WRITTEN TASKS:
1 – Change the Kashmir lockdown article: reproduce everything from "SRINIGAR, Kashmir (AFP)" down to "told Agence France-Presse.", putting "curfew" wherever "lockdown" stands.
2 – Answer these about the Kashmir lockdown article:
(a) On what date was the Himalayan region stripped of its autonomy?
(b) How old is Saleem's son Shayan?
(c) What are the ages of Showkat Shafi's two daughters?

TEXT SEGMENT:
※

In a tiny building in a cramped narrow lane in Kashmir's main city of Srinagar, Mohammad Saleem and his family are cut off from the world and trapped in their home as an Indian military lockdown enters its third week.

SRINIGAR, Kashmir (AFP) — In a tiny building in a cramped narrow lane in Kashmir's main city of Srinagar, Mohammad Saleem and his family are cut off from the world and trapped in their home as an Indian military lockdown enters its third week.

New Delhi imposed the strict movement and communications clampdown hours before stripping the restive Himalayan region of its autonomy on Aug. 5, in a bid to quell any unrest triggered by the controversial move.

The security measures have exacted a toll on the valley's children, who are going stir-crazy from the isolation and lack of communication with friends.

"I can't study, connect with any of my friends and can't even go out because of all these restrictions," Saleem's 13-year-old son Shayan told Agence France-Presse.

"I really miss going to school. We used to play a lot there. We have been sitting at one place now, what do we do here?"

Father-of-three Saleem said his younger daughter moved to live with her grandmother as she was "feeling caged," pointing to a small hall in the first floor of his home where the family has spent most of its time.

Indian authorities reopened schools in some parts of Kashmir on Monday, but classrooms were largely empty, with parents keeping their children at home.

With mobile phone networks still down and only some landlines in operation, families don't want to be separated from their children without being able to check on them.

One parent fretting about his children's studies is businessman Showkat Shafi, who has decided not to send his two daughters, age 8 and 13, back to school until tensions ease.

※

DATASET EXCERPTS:
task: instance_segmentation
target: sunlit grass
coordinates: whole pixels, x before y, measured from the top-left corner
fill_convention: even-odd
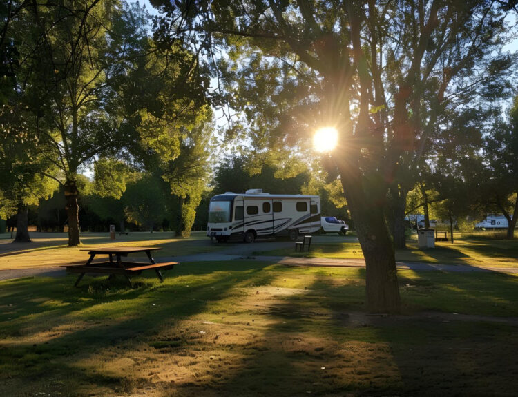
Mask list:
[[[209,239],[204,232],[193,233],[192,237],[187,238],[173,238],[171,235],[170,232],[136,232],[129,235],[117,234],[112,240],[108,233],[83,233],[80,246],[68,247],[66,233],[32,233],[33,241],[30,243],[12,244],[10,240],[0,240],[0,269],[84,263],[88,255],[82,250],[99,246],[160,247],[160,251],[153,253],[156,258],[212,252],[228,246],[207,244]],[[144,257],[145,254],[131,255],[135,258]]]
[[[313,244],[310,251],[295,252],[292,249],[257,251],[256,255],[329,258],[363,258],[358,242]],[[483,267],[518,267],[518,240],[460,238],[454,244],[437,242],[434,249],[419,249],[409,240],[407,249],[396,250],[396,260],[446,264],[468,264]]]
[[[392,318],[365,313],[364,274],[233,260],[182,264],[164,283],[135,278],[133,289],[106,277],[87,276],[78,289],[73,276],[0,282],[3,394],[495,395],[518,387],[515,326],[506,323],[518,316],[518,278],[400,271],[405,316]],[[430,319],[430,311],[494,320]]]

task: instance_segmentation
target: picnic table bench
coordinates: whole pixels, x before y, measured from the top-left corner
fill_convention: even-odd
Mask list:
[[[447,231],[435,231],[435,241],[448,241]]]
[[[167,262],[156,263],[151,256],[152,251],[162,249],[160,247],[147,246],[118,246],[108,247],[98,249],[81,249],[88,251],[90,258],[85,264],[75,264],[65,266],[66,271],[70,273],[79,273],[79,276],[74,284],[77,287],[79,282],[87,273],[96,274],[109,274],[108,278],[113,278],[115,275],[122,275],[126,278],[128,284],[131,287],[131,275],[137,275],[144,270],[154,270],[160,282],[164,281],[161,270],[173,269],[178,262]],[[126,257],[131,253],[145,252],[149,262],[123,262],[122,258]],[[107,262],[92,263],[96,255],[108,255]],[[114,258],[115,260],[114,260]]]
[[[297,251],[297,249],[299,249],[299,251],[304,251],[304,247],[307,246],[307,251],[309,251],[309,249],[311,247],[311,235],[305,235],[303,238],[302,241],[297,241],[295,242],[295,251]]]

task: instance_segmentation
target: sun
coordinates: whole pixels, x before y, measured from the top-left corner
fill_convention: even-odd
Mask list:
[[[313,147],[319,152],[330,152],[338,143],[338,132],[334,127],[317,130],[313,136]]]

※

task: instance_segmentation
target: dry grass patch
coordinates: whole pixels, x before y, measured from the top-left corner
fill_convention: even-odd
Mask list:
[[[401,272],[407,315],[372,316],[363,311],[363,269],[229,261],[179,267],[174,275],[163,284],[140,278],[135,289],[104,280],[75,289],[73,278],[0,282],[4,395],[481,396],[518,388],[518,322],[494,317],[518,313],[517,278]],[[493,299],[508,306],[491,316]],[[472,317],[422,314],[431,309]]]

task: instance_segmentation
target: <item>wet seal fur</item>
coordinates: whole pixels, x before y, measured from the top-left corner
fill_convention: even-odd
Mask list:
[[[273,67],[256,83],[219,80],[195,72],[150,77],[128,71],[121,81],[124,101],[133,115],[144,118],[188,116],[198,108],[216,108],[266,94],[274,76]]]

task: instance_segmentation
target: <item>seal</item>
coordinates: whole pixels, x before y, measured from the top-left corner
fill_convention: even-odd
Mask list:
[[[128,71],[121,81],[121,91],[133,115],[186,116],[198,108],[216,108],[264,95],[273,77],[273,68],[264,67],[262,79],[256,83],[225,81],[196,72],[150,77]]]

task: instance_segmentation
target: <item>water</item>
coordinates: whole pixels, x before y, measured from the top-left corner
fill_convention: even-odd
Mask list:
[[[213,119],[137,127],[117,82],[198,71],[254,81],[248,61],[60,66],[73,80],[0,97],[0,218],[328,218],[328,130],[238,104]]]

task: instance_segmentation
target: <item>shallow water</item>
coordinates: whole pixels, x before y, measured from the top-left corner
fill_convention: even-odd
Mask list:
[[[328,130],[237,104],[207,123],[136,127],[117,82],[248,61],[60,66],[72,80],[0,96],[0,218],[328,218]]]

※

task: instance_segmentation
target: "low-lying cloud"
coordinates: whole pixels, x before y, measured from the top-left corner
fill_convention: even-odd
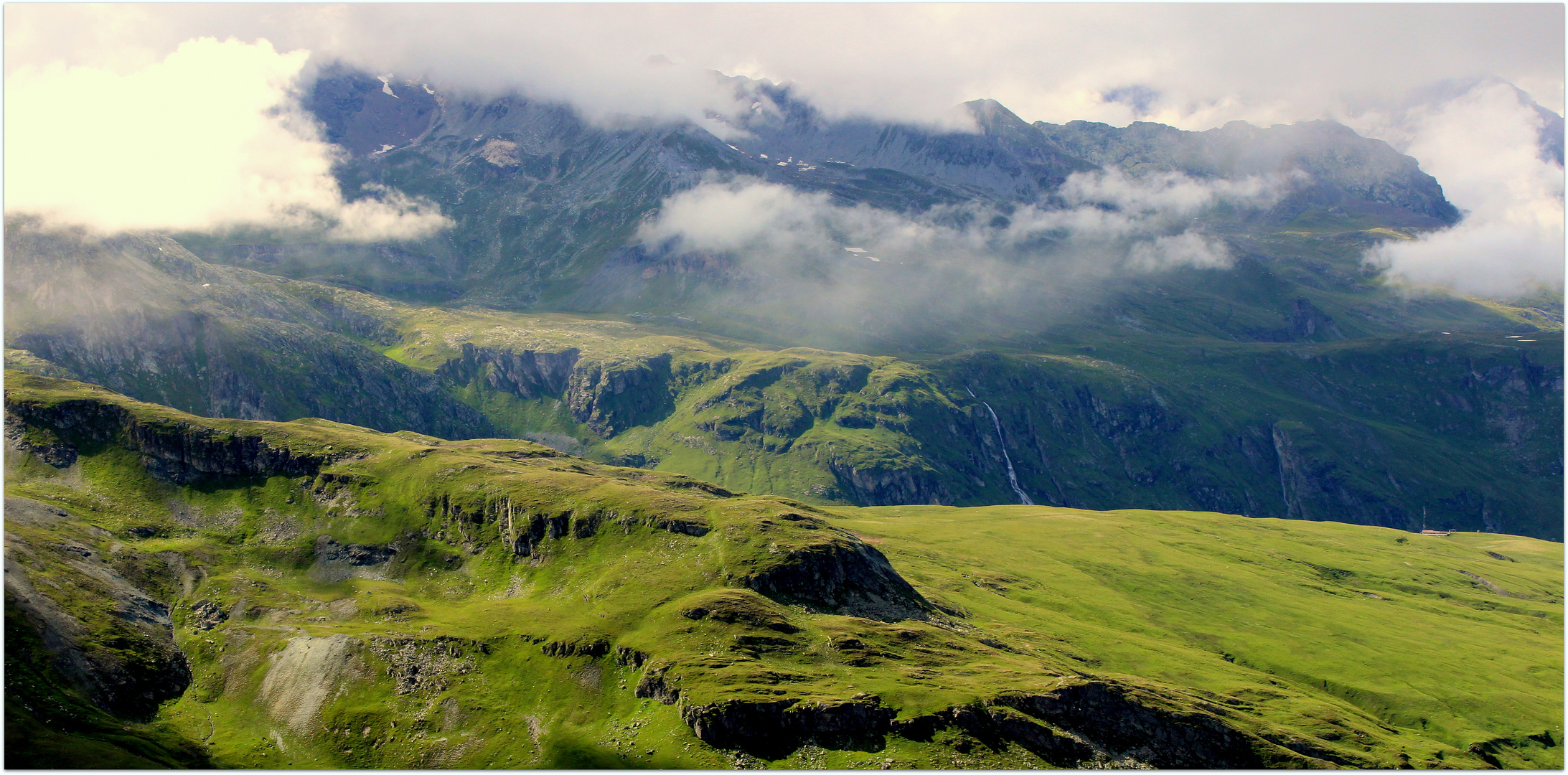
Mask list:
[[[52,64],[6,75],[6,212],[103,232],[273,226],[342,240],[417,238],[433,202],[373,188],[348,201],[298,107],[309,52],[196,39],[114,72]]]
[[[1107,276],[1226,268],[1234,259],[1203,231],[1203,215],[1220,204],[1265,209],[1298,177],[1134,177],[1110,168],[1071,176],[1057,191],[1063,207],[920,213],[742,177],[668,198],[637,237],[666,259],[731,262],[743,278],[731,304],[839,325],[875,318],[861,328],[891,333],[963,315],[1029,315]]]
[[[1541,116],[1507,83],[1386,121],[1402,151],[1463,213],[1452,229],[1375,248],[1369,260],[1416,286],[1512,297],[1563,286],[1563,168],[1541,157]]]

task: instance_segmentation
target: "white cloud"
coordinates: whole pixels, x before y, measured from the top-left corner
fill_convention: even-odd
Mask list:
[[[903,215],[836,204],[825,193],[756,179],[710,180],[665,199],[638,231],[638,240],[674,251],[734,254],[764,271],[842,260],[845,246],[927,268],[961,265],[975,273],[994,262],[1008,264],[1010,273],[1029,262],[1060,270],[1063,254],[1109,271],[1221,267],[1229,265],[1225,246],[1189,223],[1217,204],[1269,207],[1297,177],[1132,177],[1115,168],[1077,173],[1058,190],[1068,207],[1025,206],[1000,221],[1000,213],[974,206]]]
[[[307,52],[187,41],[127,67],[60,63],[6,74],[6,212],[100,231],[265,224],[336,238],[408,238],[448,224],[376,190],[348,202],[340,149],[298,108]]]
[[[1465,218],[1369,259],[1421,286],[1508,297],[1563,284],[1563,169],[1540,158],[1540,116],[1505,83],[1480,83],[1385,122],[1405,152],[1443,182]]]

※

SET OF ANSWERS:
1 –
SRINIGAR, Kashmir (AFP) — In a tiny building in a cramped narrow lane in Kashmir's main city of Srinagar, Mohammad Saleem and his family are cut off from the world and trapped in their home as an Indian military curfew enters its third week.

New Delhi imposed the strict movement and communications clampdown hours before stripping the restive Himalayan region of its autonomy on Aug. 5, in a bid to quell any unrest triggered by the controversial move.

The security measures have exacted a toll on the valley's children, who are going stir-crazy from the isolation and lack of communication with friends.

"I can't study, connect with any of my friends and can't even go out because of all these restrictions," Saleem's 13-year-old son Shayan told Agence France-Presse.

2 –
(a) Aug. 5
(b) 13
(c) 8 and 13